SOURCE DOCUMENT:
+-------+

Re: [boost] RFC: Boost.XML API prototype in the sandbox

14 Jul 2007


      Stefan Seefeld wrote:
...
The reason to delegate to a factory is to let it do a lot of resource
management that thus can be hidden from the user. There is a lot to be
considered, as each node lives in a particular context given by the document
as well as its position in it (think of namespaces, for example).
OK, makes sense.
...
Sorry, that argument I don't accept. Yes, I deliberately chose not to
use the API as obtained from using the CORBA C++ bindings of the OMG IDL DOM.
The hope is to get something better, much more naturally tied to modern
C++ idioms. Whether or not I achieve that is to be discussed, and can be
criticized, but the lack of conformance to existing DOM APIs in itself
is hardly an argument worth debating.
But I don't mean the argument to stand by itself. As I said, you
diverged slightly from the DOM API. The problem that I see is that it
neither matches existing knowledge, nor brings sufficient advantage to
justify this loss. In other words, if you leave the beaten track, you
shouldn't walk right alongside it, among stones but without any
advantage - you should at least take a shortcut through the woods.
...
OK, the API represents the Infoset, and thus has no idea of what an entity
is. I'm not sure whether that would be worth adding. And if, it may be
some hook into the XML writer (the XML parser already has it).
Possibly, yes. Such low-level functionality might indeed better be
limited to the low-level stream representation.
On the other hand, rare as their use is, there are also unparsed
entities. The very much exist at the high-level representation. And not
all parsed entities can be expanded, especially by non-validating parsers.
...
I don't understand what you are aiming at in your comment about the
'document schema'.
I mean that there is no way in the current API to obtain information
about the document type, beyond its name and location.
...
That's an implementation detail (IMO).
No, it's not. It's a matter of public derivation of classes and thus
very much an interface issue.
Semantically, a text node and
a cdata node are distinct,
Also not true, at least as far as Infoset is concerned. See also
Appendix D of the Infoset spec, item 19.
 and so visitors shouldn't give users access
to a cdata node as a text node. (And what else would the ISA relationship
be good for ?)
But that's exactly what they should do (if the user wants to ignore the
difference). CDATA, as I said before, is a serialization issue, and
completely irrelevant to a user who just wants to know what text the
document contains.
...
I'm sure this can be refined. (In fact, I don't think DTDs will play any
significant role in the future, as other document type definitions become
more popular, such as relaxng).
True. Perhaps an API for generalized schema access can be devised.

Sebastian Redl

+-------+

RECORDS PROVIDED:
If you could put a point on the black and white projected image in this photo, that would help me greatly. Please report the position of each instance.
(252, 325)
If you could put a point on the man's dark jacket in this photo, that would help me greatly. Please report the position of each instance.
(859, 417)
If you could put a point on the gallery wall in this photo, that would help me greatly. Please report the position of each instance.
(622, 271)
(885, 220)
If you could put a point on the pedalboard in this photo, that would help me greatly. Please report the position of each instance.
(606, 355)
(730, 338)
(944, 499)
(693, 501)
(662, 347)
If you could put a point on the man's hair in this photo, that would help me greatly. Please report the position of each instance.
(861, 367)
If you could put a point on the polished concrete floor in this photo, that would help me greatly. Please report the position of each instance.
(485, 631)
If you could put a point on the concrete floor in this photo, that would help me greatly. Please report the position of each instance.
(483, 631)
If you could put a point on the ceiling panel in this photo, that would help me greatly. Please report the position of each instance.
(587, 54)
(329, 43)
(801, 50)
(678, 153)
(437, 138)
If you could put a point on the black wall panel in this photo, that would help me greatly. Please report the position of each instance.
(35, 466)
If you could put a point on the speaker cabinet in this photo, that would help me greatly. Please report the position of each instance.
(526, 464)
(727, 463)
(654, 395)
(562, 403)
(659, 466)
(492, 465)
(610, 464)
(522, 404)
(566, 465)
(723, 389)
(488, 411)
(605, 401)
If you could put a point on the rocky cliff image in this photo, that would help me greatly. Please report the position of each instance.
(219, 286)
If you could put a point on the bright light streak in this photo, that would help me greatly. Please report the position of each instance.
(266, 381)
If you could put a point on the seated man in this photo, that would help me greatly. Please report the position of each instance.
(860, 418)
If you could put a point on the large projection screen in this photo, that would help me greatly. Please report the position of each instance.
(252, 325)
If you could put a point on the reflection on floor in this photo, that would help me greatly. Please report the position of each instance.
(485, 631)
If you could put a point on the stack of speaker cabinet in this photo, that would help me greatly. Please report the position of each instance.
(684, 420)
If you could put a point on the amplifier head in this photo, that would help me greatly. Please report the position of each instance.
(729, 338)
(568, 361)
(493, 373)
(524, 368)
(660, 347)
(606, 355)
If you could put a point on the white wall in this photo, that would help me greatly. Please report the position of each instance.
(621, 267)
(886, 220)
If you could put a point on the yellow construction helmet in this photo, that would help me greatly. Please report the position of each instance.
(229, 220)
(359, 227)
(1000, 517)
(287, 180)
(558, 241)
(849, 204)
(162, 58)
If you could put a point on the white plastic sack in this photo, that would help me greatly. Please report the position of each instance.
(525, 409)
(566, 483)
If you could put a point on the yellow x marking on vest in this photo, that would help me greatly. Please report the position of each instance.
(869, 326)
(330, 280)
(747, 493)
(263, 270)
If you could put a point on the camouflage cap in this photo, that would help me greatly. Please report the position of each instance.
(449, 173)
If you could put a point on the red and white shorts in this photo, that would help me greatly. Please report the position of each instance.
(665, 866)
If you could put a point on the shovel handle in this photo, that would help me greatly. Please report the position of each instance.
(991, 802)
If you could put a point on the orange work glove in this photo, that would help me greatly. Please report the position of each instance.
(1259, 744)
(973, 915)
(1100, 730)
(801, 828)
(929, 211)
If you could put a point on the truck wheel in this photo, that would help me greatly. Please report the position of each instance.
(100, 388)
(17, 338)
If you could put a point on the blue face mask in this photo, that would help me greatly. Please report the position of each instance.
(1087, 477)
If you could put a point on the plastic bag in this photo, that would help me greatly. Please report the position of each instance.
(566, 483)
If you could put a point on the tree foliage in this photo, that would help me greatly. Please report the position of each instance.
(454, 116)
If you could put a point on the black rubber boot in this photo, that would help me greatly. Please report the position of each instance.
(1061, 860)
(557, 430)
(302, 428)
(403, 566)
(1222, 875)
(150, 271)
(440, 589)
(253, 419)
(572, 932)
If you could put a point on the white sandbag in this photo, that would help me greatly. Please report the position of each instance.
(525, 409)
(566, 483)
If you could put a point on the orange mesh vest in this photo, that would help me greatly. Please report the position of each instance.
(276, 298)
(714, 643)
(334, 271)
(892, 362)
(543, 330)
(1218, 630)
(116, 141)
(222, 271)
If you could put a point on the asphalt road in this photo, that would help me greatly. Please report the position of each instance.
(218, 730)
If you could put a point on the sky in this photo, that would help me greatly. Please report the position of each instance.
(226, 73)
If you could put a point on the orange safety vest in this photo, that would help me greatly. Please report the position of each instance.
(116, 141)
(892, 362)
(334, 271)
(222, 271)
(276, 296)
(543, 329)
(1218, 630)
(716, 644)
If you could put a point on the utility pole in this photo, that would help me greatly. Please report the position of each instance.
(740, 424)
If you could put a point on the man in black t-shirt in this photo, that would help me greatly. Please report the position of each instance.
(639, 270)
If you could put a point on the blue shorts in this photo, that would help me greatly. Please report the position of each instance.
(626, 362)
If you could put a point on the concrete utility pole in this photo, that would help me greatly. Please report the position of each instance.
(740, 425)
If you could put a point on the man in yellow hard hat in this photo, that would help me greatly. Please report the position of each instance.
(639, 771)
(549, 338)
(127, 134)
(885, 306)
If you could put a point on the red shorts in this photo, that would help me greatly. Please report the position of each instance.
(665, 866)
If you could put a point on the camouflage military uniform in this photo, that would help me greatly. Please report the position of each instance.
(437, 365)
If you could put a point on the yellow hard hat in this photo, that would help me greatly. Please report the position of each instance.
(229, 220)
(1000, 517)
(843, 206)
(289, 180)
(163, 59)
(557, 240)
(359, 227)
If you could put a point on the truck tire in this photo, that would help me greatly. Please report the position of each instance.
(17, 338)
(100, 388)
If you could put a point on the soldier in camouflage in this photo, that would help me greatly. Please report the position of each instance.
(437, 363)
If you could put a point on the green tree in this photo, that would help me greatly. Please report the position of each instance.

+-------+

WORK TO BE COMPLETED:
Answer these questions using the Boost.XML thread:
(a) What work does the thread say a factory can handle and hide from the user?
(b) What information about the document type does the thread say the current API provides?
(c) Which part of the Infoset spec does the thread cite about text and CDATA nodes?

SOLUTION:
(a) A lot of resource management.
(b) Only its name and location.
(c) Appendix D, item 19.